Exercise directions:
Convert the material below into a Markdown table with two columns, Row and Content, giving each line its own numbered row and skipping blank lines. Leave the pictures out of the table.

Labeled-object pointing entries
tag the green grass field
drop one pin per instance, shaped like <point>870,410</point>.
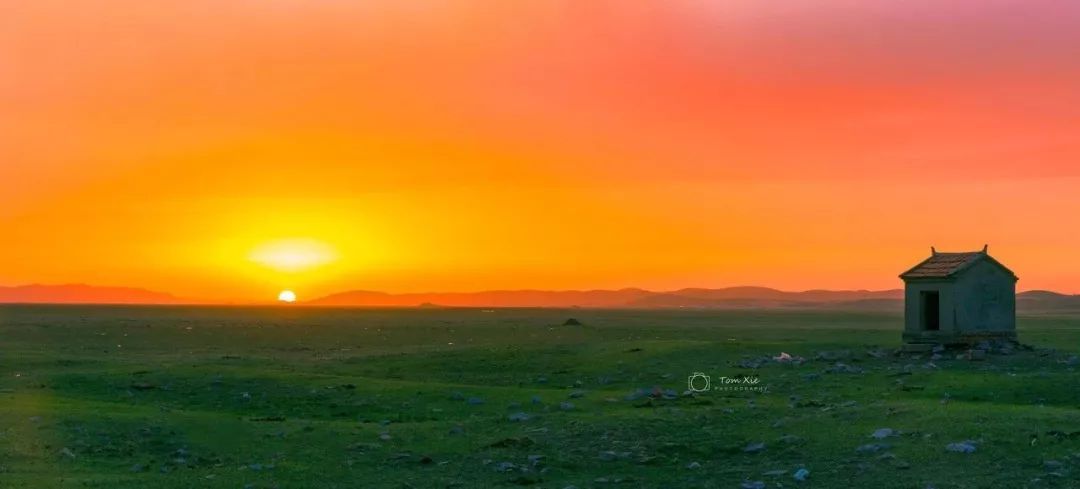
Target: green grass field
<point>163,397</point>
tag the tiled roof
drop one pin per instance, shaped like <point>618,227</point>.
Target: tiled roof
<point>942,265</point>
<point>945,265</point>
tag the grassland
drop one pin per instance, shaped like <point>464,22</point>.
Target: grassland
<point>185,397</point>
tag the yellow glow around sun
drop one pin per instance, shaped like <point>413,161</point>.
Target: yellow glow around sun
<point>295,255</point>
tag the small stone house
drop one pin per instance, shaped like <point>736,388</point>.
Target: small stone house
<point>955,298</point>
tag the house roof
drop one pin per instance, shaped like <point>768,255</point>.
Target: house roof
<point>946,265</point>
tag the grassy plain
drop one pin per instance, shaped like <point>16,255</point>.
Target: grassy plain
<point>233,397</point>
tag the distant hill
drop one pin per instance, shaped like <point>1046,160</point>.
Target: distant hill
<point>1044,300</point>
<point>704,298</point>
<point>83,294</point>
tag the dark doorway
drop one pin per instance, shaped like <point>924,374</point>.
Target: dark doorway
<point>931,310</point>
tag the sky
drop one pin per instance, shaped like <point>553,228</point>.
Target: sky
<point>224,150</point>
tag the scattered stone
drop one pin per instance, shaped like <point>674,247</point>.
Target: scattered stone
<point>844,368</point>
<point>610,456</point>
<point>961,447</point>
<point>871,448</point>
<point>754,448</point>
<point>833,355</point>
<point>882,433</point>
<point>784,357</point>
<point>513,443</point>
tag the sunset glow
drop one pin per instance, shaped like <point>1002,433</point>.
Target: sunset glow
<point>219,149</point>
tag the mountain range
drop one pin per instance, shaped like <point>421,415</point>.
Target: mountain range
<point>630,298</point>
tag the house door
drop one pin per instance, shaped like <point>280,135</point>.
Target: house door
<point>931,310</point>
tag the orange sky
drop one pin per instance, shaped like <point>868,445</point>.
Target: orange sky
<point>225,150</point>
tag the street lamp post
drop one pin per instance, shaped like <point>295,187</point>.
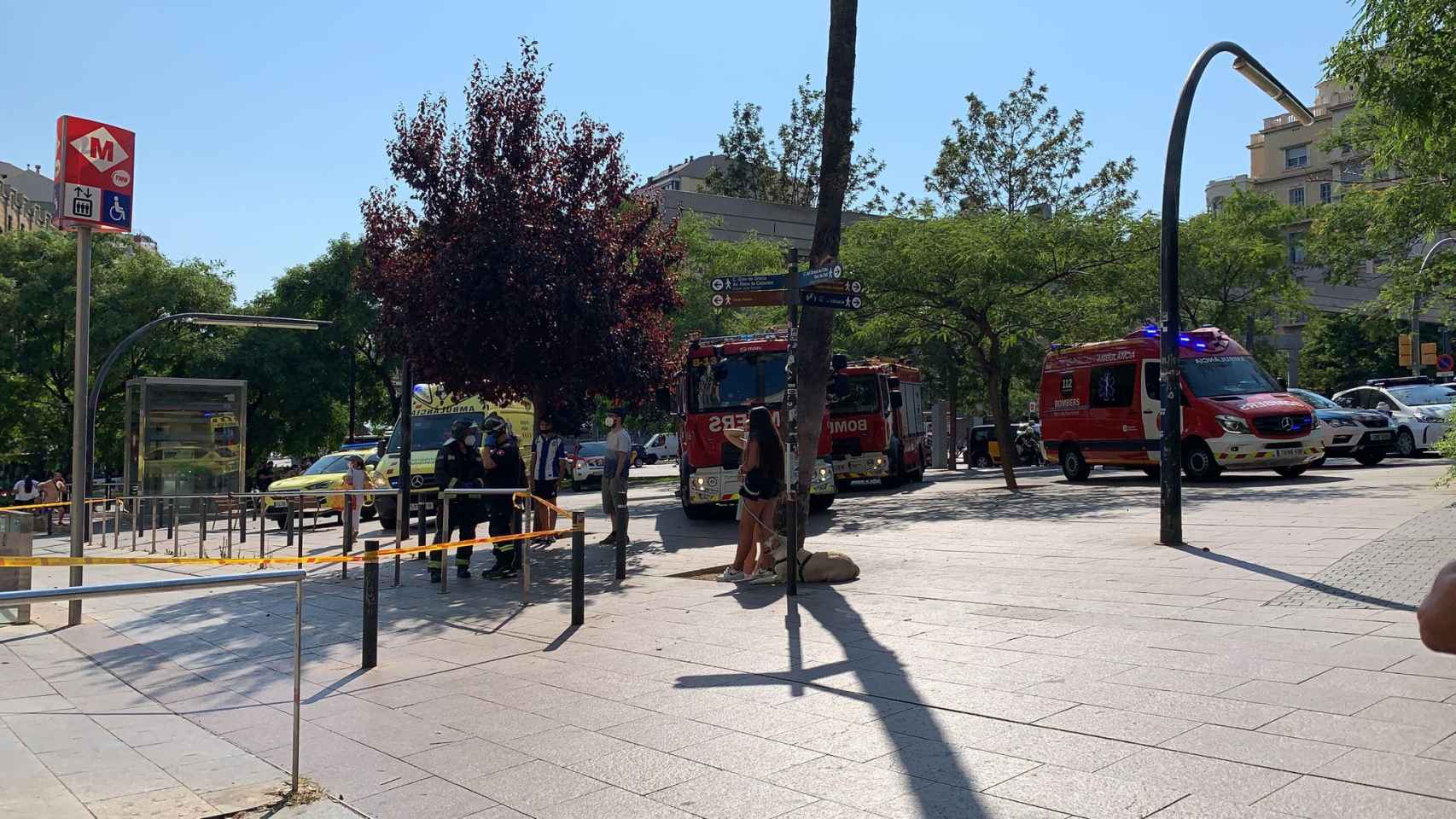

Reply to the task:
| Row | Content |
|---|---|
| 1 | tag the green grass field |
| 2 | drop one pin per instance, shaped like <point>870,410</point>. |
| 3 | Target: green grass field |
| 4 | <point>163,397</point> |
| 5 | tag the tiled roof |
| 6 | drop one pin per instance, shaped like <point>618,227</point>. |
| 7 | Target: tiled roof |
| 8 | <point>942,265</point> |
| 9 | <point>945,265</point> |
| 10 | tag the grassland |
| 11 | drop one pin per instance, shaped like <point>464,22</point>. |
| 12 | Target: grassland |
| 13 | <point>185,397</point> |
| 14 | tag the yellow glow around sun |
| 15 | drop one pin per instance, shaped like <point>413,161</point>. |
| 16 | Target: yellow glow around sun |
| 17 | <point>295,255</point> |
| 18 | tag the small stone house |
| 19 | drop one pin per instance, shaped like <point>736,388</point>. |
| 20 | Target: small stone house |
| 21 | <point>955,298</point> |
| 22 | tag the house roof |
| 23 | drop one pin per instance, shaped like <point>768,255</point>. |
| 24 | Target: house roof |
| 25 | <point>946,265</point> |
| 26 | tag the grassy plain |
| 27 | drop one pin per instance, shaped like <point>16,255</point>. |
| 28 | Target: grassy plain |
| 29 | <point>233,397</point> |
| 30 | tag the distant hill |
| 31 | drop one pin per instance, shaped like <point>1046,160</point>. |
| 32 | Target: distant hill |
| 33 | <point>1044,300</point> |
| 34 | <point>704,298</point> |
| 35 | <point>83,294</point> |
| 36 | tag the dark doorway |
| 37 | drop one pin per instance, shaped like <point>924,374</point>. |
| 38 | Target: dark doorway |
| 39 | <point>931,310</point> |
| 40 | tag the sky |
| 41 | drop one pin per instance, shaped like <point>553,228</point>. |
| 42 | Target: sky |
| 43 | <point>224,150</point> |
| 44 | tag the scattered stone |
| 45 | drop one pin per instance, shaped like <point>674,247</point>. |
| 46 | Target: scattered stone |
| 47 | <point>844,368</point> |
| 48 | <point>610,456</point> |
| 49 | <point>961,447</point> |
| 50 | <point>871,448</point> |
| 51 | <point>754,448</point> |
| 52 | <point>833,355</point> |
| 53 | <point>882,433</point> |
| 54 | <point>784,357</point> |
| 55 | <point>513,443</point> |
| 56 | tag the sunset glow |
| 57 | drop one pin per instance, shaped like <point>1002,433</point>. |
| 58 | Target: sunset glow |
| 59 | <point>219,149</point> |
| 60 | tag the mountain range |
| 61 | drop one pin per instance, shaped like <point>421,415</point>. |
| 62 | Target: mountain range |
| 63 | <point>630,298</point> |
| 64 | tag the house door |
| 65 | drop one pin per instance, shaped like <point>280,135</point>. |
| 66 | Target: house door |
| 67 | <point>931,310</point> |
| 68 | tag the orange sky |
| 69 | drop one pin per instance, shaped like <point>868,445</point>. |
| 70 | Target: orange sky |
| 71 | <point>225,150</point> |
| 72 | tag the street lamp post |
| 73 | drop one pin per instance, shaped like <point>295,187</point>. |